What to do:
What is needed here is an exact transcription of the entries that follow.

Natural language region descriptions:
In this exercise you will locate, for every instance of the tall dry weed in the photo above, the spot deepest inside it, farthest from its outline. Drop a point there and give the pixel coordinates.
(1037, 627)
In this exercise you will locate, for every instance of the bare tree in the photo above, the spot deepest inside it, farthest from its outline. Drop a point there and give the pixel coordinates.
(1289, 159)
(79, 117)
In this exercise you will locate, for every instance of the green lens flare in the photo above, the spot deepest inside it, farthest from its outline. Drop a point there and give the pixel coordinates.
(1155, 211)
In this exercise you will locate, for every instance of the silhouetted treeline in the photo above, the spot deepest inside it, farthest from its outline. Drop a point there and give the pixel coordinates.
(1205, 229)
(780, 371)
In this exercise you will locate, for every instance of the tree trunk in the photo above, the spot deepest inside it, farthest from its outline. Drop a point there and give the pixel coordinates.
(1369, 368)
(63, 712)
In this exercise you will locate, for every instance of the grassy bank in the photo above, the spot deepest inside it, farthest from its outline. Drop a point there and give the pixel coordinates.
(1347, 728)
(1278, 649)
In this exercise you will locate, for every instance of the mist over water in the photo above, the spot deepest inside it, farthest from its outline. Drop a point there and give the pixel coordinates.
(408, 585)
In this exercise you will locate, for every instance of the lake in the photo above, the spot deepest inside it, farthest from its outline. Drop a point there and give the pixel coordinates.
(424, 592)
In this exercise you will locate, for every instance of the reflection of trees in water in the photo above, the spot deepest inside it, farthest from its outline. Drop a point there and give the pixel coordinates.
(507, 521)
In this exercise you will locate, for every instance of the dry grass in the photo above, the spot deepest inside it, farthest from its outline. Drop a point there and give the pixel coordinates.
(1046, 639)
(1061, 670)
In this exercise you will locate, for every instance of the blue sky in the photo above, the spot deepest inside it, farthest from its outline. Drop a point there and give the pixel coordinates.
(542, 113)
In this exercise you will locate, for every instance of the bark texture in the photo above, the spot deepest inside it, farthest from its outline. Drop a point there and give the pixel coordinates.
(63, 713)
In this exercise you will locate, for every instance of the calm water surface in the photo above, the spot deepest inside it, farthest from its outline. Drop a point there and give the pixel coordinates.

Exercise result:
In this exercise you will locate, for every instance of the tall dry weed in the photo above, the spot deepest inside it, farthest from its outline. Drop a point there and give the pixel coordinates.
(1037, 627)
In this exercise you will locate, for every instance of the bare tree in the photo above, the spot deepest inside it, farthest from its outline. Drop a point there and give the pixel coordinates.
(1289, 159)
(79, 117)
In this exercise you will locate, for every instance of the green lens flare in the photo above, the spot deepest inside it, farthest from its outline. Drop a point there and give the pixel coordinates.
(1155, 211)
In this exercise you will locate, for every instance of the silhouetted treeline in the photo above, the spot deepest inside it, farthest from its outline. Drop a point there and give the pixel coordinates.
(1205, 229)
(780, 371)
In this exercise you will locate, for every instance of the tree trunk in the photo above, the spot deepest inside it, farthest from its outline. Drop a point there and give the pixel coordinates.
(1369, 368)
(63, 712)
In this exercise you will locate, for every instance of the grassy bank in the photo above, the spot deepest inside it, farthest from its outline. Drop a point there and give the pixel coordinates.
(1347, 728)
(1278, 649)
In this exercise you will locate, for every instance of the mist over water in the photo above, the spot deepest inside it, farthest from its outline. Drop a point there and give the pixel coordinates.
(408, 585)
In this exercise you will locate, for every instance of the lake in the photo above, the spot deepest inside it, farthest from its outline. Drop a point there and give the pixel coordinates.
(424, 592)
In this exercise you will locate, for every instance of the reflection of trees in water in the photo above, the spot deepest inside it, farthest from its outline. Drop a point there and give the pixel coordinates.
(507, 521)
In this exercise you will locate, for every instance of the dry grass in the photo above, the spot deepest inside it, farthest from its outline. Drop a point there and give the pixel coordinates.
(1046, 639)
(1061, 670)
In this exercise you will locate, for every instance of the blue sky in the photo above, the spot deepest inside it, farthest from its outline. Drop a point there and give the pixel coordinates.
(542, 113)
In this exercise you will locate, for every instance of the bark texture in the photo above, the spot deepest inside it, farthest from its outline. Drop a point there and give the pixel coordinates.
(63, 713)
In this exercise you will locate, for every instance of the calm water surface in the photo above, the spot deepest inside it, farthest from its outline. Drop a point there and give the pixel coordinates.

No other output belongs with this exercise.